● **Input**:
>>>

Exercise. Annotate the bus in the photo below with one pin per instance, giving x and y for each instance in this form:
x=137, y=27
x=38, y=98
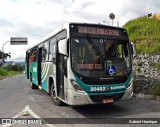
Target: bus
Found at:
x=82, y=63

<<<

Please return every line of the records above word for word, leaving out the pictures.

● **Problem solution**:
Exercise. Annotate the bus in the photo below with one pin per instance, giving x and y for each instance in this form:
x=137, y=27
x=38, y=98
Target: bus
Found at:
x=82, y=63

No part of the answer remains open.